Using the listing below, copy every line that mentions "horse".

DATA FOR ANALYSIS
=== Begin Enclosure ===
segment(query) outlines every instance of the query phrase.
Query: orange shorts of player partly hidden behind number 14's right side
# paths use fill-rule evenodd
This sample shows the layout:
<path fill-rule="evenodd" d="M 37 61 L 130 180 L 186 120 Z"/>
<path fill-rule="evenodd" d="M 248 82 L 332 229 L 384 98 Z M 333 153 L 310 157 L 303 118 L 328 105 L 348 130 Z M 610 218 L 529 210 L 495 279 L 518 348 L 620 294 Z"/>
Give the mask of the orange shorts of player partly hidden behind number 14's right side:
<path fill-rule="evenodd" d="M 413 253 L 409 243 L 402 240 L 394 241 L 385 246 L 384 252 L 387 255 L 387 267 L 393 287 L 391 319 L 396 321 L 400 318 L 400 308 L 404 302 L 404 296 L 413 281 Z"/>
=== End Enclosure ===
=== Begin Enclosure ===
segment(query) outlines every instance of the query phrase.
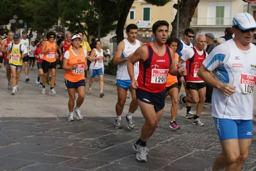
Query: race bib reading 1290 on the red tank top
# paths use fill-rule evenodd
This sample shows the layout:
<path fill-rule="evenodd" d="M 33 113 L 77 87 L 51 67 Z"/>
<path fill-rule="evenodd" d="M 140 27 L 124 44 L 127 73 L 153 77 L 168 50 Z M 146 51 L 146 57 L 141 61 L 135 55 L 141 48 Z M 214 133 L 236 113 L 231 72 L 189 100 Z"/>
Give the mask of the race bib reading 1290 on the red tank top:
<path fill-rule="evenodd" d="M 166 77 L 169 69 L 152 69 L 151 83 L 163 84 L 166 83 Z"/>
=== End Enclosure ===
=== Begin Enclosure ===
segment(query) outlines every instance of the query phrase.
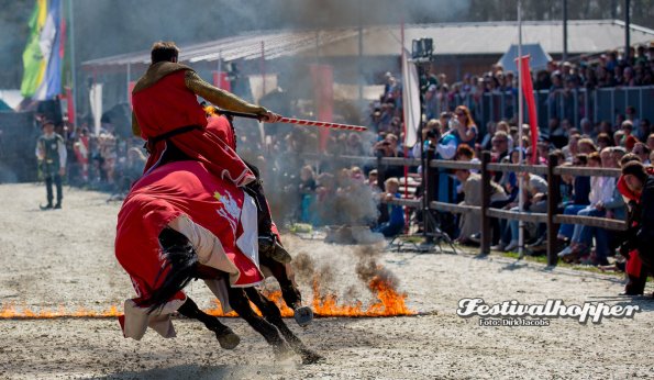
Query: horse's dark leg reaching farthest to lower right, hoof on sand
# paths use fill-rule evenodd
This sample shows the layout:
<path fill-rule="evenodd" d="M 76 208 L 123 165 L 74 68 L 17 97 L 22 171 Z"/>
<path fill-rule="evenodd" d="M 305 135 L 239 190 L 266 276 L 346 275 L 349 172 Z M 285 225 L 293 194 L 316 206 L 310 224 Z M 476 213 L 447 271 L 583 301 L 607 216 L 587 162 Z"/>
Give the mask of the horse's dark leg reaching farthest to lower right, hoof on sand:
=== End Enclosure ===
ANSWER BOX
Query: horse's dark leg reaching farthest to lower right, hoof on sand
Give the mask of the horse's dark leg reaching farthest to lower right, hoof on sand:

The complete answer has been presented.